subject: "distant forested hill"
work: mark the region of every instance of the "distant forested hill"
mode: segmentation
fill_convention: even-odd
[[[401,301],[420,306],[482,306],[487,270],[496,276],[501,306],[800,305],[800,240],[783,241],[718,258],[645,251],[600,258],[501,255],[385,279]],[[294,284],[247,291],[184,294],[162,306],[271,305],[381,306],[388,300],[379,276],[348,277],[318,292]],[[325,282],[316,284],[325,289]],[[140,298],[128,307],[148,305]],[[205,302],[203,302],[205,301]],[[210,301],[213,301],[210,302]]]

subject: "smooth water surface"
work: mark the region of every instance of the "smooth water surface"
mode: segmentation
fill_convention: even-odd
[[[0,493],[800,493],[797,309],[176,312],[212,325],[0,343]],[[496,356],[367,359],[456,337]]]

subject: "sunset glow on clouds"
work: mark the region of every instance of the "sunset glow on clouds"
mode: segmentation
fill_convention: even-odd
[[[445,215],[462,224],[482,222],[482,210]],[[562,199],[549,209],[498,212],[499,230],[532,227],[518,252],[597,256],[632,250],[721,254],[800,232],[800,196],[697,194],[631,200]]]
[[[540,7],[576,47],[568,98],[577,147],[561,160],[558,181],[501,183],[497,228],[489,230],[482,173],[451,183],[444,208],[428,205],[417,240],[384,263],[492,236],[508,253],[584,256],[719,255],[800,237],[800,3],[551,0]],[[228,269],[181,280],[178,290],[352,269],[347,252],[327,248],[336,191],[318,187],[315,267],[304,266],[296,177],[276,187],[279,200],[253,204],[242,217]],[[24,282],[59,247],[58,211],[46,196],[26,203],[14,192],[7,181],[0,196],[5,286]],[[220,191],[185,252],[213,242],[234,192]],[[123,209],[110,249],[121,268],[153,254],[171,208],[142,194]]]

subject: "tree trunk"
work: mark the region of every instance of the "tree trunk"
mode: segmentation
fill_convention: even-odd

★ ★ ★ ★ ★ ★ ★

Could you repeat every record above exactly as it is written?

» WRITTEN SOLUTION:
subject: "distant forested hill"
work: mark the region of every instance of the "distant forested hill"
mode: segmentation
fill_convention: even-odd
[[[401,301],[420,306],[482,306],[487,270],[496,276],[501,306],[800,305],[800,240],[783,241],[718,258],[645,251],[600,258],[501,255],[385,279]],[[294,284],[247,291],[184,294],[162,306],[271,305],[381,306],[388,300],[379,276],[348,277],[318,292]],[[325,282],[316,284],[325,289]],[[140,298],[128,307],[148,305]],[[205,302],[203,302],[205,301]],[[210,301],[213,301],[210,302]]]

subject: "smooth water surface"
work: mark the region of every instance of the "smooth water surface"
mode: segmentation
fill_convention: even-odd
[[[0,493],[800,493],[797,309],[176,312],[212,325],[0,343]],[[496,356],[367,359],[456,337]]]

subject: "sunset glow on clouds"
work: mark the region of every instance of the "sunset glow on clouds"
mode: segmentation
fill_convention: even-odd
[[[445,215],[462,224],[482,222],[482,210]],[[562,199],[549,209],[498,212],[499,230],[532,227],[518,252],[597,256],[632,250],[721,254],[800,232],[800,196],[697,194],[631,200]]]
[[[540,7],[576,47],[568,98],[577,147],[561,160],[558,181],[501,183],[497,228],[489,230],[482,173],[451,183],[444,208],[428,205],[417,240],[384,263],[492,236],[508,253],[584,256],[719,255],[800,237],[800,3],[551,0]],[[228,269],[181,280],[178,290],[352,269],[347,252],[327,248],[336,191],[318,187],[315,267],[304,266],[296,177],[276,187],[279,200],[253,204],[242,217]],[[24,282],[59,247],[58,211],[46,196],[26,203],[14,192],[7,181],[0,196],[5,286]],[[220,191],[185,252],[213,242],[234,192]],[[123,209],[110,249],[121,268],[153,254],[171,208],[142,194]]]

subject: "tree trunk"
work: mark the region of every instance of the "tree trunk"
mode: segmentation
fill_convention: even-odd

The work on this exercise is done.